Among the lines below, copy exactly those from the one with "Category: white ceramic ramekin" through the one with "Category: wooden cutting board", counting both ends.
**** Data provided
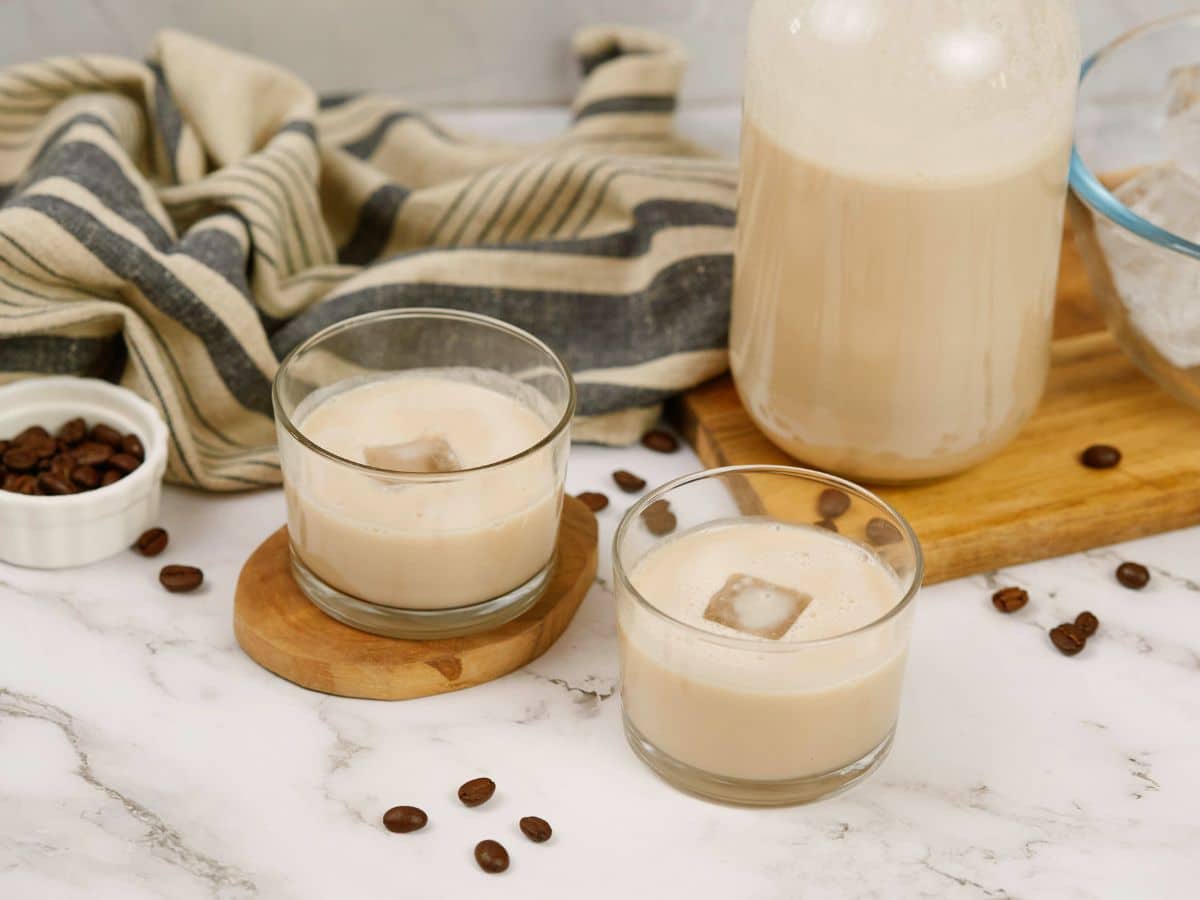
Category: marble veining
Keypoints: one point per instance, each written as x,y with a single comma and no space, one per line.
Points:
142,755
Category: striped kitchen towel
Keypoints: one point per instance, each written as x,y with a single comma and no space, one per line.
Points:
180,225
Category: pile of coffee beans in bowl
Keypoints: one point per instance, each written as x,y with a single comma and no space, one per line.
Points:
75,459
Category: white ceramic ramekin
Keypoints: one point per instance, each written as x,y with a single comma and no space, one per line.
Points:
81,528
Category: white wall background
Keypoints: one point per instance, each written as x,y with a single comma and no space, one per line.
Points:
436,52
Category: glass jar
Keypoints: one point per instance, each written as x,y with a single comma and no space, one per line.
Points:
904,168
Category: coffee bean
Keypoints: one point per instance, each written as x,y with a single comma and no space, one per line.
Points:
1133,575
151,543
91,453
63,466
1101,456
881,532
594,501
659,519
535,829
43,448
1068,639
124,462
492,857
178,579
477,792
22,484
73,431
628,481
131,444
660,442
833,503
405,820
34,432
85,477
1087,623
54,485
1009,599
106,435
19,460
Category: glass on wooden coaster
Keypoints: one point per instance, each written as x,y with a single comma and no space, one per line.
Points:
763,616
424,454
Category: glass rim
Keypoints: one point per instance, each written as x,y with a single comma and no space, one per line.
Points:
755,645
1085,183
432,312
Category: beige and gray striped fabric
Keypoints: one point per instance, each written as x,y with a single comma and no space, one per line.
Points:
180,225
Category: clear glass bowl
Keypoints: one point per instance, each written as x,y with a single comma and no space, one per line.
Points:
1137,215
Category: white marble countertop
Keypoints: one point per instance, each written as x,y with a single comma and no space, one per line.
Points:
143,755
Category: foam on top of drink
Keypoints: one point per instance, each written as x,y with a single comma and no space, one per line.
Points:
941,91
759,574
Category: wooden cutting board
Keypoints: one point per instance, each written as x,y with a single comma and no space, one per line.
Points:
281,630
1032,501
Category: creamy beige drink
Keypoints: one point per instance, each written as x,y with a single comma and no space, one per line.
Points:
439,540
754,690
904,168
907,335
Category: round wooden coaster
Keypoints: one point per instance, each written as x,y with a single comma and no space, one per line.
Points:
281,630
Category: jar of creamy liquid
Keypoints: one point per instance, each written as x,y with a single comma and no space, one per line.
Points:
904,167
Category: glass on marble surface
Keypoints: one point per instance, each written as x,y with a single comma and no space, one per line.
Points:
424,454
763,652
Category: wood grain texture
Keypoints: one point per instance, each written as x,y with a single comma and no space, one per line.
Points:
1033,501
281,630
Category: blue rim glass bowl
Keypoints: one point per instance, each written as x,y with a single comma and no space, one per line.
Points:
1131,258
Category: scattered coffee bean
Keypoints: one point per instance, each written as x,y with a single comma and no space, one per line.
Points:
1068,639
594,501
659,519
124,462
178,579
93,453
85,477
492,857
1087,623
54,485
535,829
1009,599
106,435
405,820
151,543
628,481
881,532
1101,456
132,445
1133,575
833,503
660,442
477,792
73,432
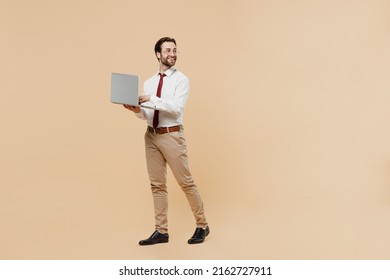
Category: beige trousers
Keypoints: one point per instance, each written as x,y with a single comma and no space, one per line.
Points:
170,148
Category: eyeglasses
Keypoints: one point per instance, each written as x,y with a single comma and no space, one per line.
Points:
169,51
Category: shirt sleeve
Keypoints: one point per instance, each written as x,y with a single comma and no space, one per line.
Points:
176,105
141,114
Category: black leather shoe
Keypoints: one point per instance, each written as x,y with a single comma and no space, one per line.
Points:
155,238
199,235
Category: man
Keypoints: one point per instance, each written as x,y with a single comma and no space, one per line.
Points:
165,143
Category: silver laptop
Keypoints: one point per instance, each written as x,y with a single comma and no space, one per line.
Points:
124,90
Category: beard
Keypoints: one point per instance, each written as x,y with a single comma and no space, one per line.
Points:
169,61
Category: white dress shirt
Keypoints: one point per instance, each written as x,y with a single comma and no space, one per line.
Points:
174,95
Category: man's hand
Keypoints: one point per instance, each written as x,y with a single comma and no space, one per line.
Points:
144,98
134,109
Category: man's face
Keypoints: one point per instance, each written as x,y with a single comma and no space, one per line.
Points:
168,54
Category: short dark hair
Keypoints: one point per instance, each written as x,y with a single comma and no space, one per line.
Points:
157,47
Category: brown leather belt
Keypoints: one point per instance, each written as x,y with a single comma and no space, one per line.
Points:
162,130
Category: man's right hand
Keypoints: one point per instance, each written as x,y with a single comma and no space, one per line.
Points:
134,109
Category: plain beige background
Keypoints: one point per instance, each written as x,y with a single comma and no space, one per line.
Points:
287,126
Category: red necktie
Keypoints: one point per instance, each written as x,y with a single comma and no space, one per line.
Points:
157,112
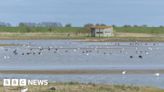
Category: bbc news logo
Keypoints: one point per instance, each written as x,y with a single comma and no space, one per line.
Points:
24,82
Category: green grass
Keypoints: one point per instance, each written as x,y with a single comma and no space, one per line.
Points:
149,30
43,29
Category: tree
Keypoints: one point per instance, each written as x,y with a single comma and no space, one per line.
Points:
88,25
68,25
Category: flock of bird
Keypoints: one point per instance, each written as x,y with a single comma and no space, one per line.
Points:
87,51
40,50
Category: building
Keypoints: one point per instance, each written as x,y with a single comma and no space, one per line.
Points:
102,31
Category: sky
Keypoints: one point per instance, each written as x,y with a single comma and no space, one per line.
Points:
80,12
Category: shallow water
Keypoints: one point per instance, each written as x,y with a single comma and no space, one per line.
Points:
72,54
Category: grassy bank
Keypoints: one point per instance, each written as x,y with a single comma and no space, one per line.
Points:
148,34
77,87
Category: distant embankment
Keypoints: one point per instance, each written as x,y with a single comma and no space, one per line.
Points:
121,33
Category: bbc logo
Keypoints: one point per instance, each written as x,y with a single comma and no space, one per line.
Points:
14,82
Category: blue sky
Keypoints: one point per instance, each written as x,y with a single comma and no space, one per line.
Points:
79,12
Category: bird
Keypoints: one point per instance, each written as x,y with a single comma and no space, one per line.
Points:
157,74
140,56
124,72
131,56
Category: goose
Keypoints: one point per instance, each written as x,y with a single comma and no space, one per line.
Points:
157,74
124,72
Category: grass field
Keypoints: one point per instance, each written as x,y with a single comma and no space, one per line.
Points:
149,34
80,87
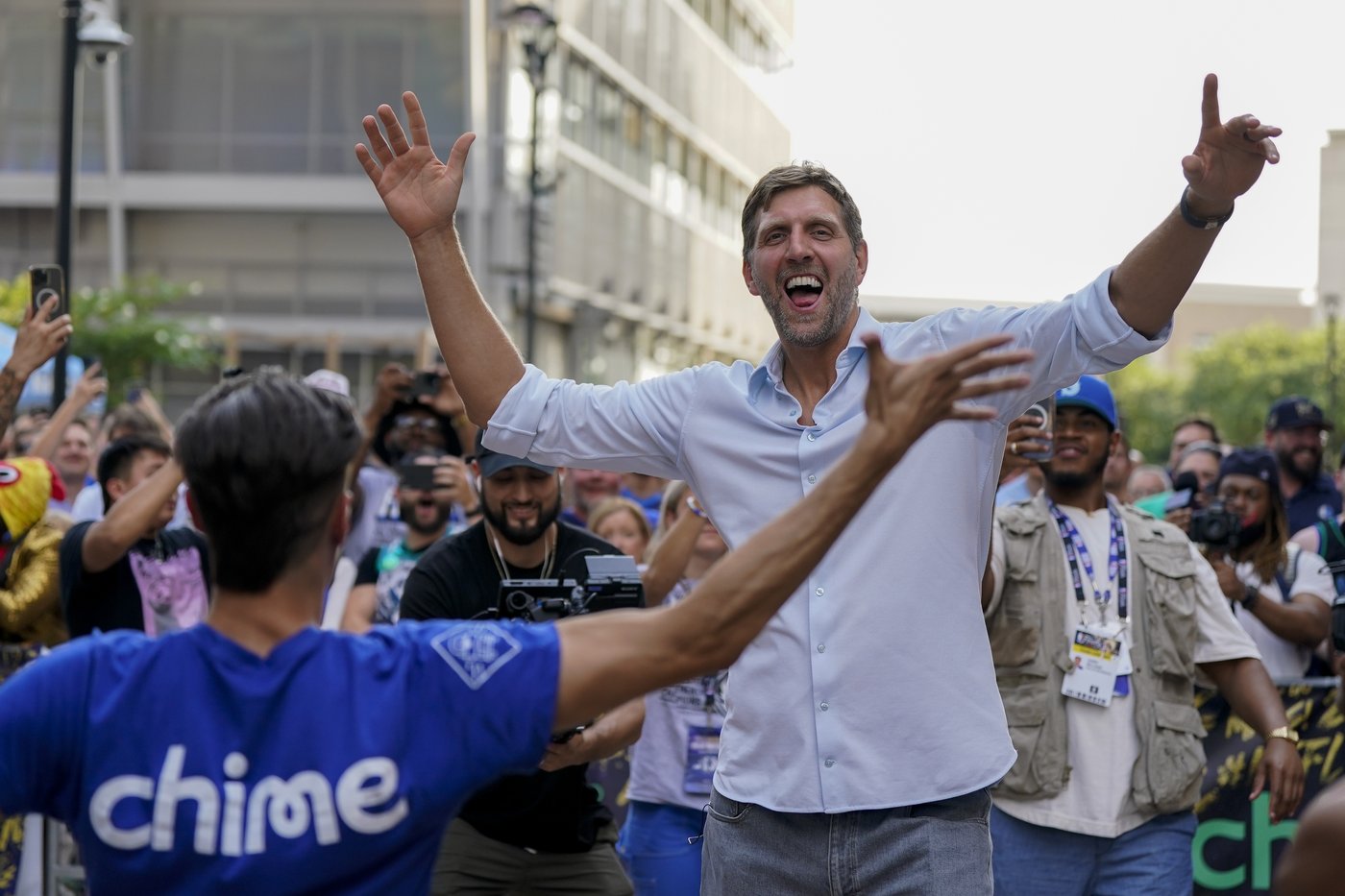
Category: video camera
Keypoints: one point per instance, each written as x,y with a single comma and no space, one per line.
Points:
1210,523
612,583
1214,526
********
**** Data provided
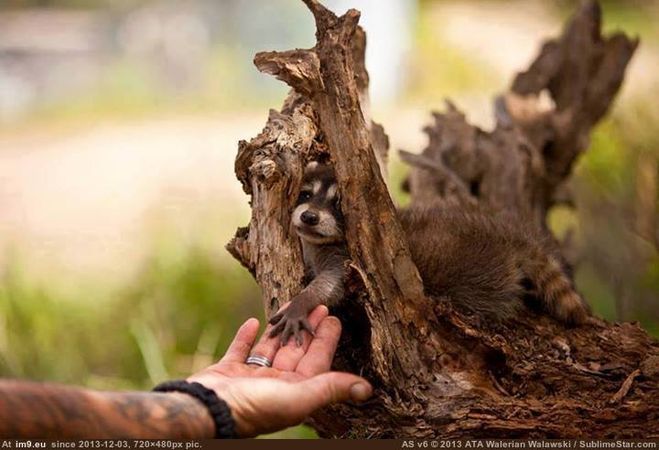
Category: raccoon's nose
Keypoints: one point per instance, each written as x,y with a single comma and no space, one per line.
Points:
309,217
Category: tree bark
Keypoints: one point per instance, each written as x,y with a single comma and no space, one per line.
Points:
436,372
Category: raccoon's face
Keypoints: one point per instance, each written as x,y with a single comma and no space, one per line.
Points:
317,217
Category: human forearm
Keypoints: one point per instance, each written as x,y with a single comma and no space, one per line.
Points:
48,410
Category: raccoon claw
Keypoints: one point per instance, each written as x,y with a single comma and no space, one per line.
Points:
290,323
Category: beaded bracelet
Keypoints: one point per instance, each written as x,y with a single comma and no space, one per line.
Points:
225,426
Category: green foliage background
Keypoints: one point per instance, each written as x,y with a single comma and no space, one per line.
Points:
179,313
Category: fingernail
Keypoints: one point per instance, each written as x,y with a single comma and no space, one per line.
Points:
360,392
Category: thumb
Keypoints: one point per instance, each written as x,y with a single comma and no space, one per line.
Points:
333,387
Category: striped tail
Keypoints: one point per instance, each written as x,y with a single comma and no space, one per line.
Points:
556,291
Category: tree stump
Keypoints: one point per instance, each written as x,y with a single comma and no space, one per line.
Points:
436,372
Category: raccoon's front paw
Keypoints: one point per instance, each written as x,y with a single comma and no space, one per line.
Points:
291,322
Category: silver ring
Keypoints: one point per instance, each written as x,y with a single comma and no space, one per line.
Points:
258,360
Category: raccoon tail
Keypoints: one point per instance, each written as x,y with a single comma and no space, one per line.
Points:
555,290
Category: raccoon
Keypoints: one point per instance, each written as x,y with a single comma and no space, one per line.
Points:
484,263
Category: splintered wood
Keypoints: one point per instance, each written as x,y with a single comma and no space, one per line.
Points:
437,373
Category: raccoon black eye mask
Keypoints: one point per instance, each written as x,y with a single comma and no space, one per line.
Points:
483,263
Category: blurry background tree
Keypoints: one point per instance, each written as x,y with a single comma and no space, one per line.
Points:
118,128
********
**** Data provided
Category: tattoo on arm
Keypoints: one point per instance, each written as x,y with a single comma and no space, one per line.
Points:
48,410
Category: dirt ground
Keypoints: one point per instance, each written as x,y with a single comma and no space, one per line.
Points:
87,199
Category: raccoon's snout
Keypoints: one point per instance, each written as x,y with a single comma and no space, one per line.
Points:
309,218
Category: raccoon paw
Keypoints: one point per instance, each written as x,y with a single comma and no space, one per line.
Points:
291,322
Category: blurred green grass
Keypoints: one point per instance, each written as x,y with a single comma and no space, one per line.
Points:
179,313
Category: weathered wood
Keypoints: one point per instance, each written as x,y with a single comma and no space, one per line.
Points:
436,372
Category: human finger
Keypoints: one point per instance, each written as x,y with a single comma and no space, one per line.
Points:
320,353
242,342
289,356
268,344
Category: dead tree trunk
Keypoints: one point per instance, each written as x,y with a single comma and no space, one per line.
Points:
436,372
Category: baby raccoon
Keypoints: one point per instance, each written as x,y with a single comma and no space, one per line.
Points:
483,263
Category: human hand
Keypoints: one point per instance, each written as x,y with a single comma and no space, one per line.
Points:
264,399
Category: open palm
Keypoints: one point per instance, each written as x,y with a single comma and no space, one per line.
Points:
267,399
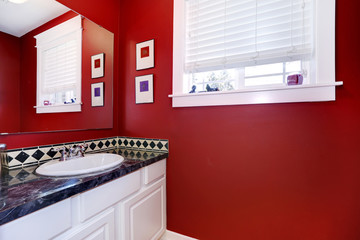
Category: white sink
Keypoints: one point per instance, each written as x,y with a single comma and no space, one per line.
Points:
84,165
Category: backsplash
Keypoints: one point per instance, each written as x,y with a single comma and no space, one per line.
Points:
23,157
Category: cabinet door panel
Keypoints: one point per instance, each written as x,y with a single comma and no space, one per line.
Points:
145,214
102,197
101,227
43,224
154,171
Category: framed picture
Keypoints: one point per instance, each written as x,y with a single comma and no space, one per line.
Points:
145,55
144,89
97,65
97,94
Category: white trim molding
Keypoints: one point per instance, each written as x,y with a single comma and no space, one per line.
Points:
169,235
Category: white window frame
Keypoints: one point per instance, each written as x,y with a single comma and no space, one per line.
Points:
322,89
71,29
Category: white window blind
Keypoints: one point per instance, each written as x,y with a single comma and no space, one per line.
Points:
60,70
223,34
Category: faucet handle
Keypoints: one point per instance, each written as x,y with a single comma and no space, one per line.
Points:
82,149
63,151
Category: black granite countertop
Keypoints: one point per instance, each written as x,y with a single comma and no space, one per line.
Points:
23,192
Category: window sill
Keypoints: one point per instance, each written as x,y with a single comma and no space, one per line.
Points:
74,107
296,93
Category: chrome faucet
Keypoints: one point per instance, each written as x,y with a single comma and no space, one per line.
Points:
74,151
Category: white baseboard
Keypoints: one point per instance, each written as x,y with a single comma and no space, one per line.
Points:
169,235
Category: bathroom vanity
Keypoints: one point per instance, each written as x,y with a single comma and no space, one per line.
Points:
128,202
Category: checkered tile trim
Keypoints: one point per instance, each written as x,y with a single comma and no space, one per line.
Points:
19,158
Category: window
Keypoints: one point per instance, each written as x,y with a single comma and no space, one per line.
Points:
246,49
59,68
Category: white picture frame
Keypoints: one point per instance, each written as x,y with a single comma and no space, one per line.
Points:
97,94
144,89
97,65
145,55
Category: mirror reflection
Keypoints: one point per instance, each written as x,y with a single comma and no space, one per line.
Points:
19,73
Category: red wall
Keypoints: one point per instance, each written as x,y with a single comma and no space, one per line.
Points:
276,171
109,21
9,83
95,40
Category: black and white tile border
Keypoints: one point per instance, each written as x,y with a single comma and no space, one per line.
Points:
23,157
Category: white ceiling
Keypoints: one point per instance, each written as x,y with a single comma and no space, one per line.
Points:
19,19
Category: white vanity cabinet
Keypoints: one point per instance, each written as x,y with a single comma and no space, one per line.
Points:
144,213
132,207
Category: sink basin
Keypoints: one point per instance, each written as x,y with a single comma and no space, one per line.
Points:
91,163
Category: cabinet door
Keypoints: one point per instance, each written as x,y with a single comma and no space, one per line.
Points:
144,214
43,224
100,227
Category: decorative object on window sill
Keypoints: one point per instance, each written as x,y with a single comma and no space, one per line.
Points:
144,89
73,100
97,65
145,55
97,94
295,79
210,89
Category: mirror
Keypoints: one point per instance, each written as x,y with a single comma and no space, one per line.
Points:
********
* _Finished exercise_:
Category: white ceramic ramekin
Keypoints: one point per instance, each written as x,y with a single comma and no space, one per line.
Points:
81,528
Category: white wall background
Keypoints: one point per instance, each written as x,y with a single comma and no space, one per line.
Points:
436,52
Category: glass jar
Keypoints: one point per instance, each written as x,y with a single comma and no space, one per line.
Points:
904,168
Category: coffee bean
Keypoints: one point per instance, each written as x,y with a single comma and no space, one per line.
Points:
1133,575
151,543
91,453
63,466
1101,456
881,532
594,501
659,519
535,829
43,448
1068,639
124,462
492,857
178,579
477,792
22,484
73,431
628,481
131,444
660,442
833,503
405,820
34,432
85,477
1087,623
54,485
1009,599
106,435
19,460
Category: glass on wooden coaster
Keypoints: one point per instance, each written as x,y with a single comma and no space, one per line.
Points:
763,616
424,454
Category: glass rim
Keypoints: one point per instance, each written as x,y with a single comma and no space, one per line.
Points:
755,645
1085,183
432,312
Category: beige and gray striped fabric
Keypoints: one point per instance, each written as x,y with a single comma and no space, one per line.
Points:
180,225
Category: clear glass bowl
Keypoints: one point per instance, each written as x,y with a single comma and no space, one per line.
Points:
1137,215
Category: white marble countertop
Keypoints: one point per instance, each written as x,y with a single comma and no space, one per line.
Points:
143,755
Category: foam on top of drink
Keypoints: one point per instance, each written as x,y with a single comma and no space, one per line.
Points:
941,91
759,574
Category: wooden cutting board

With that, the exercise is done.